> **WORK TASK**:
Find the "Mark the wooden pole, one point per instance." line in the records below and repeat it and every later line exactly, up to the last; do not include pictures.
+---+
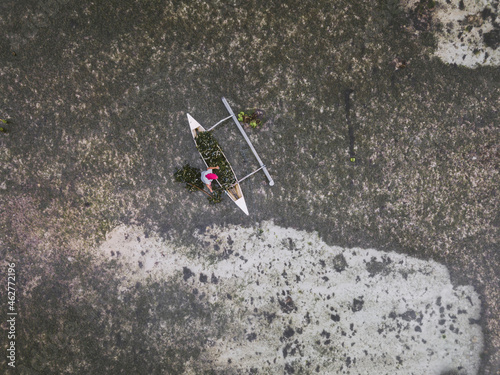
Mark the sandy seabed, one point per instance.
(291, 301)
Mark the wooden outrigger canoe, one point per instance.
(234, 192)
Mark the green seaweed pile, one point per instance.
(212, 154)
(252, 117)
(191, 176)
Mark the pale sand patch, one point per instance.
(292, 301)
(461, 39)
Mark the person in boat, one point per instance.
(208, 176)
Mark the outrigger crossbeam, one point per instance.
(261, 164)
(220, 122)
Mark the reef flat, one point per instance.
(381, 132)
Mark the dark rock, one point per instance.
(357, 304)
(409, 315)
(187, 273)
(289, 332)
(339, 263)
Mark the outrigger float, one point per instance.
(234, 192)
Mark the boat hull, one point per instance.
(235, 193)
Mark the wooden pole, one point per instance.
(261, 164)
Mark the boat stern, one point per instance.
(242, 204)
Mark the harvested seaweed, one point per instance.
(191, 176)
(212, 154)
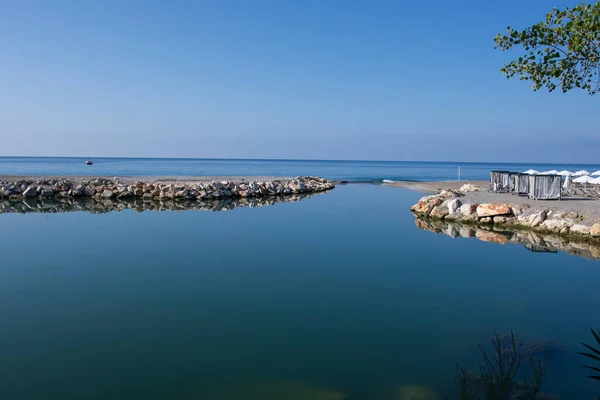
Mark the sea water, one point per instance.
(336, 295)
+---+
> **ANSWER FOR THIS EXERCISE**:
Mark the wooden pole, one point per instance.
(261, 164)
Mark the boat stern, one point per instance.
(242, 204)
Mark the harvested seaweed, one point per instance.
(191, 176)
(212, 154)
Mark the sea water, one point per instance.
(336, 295)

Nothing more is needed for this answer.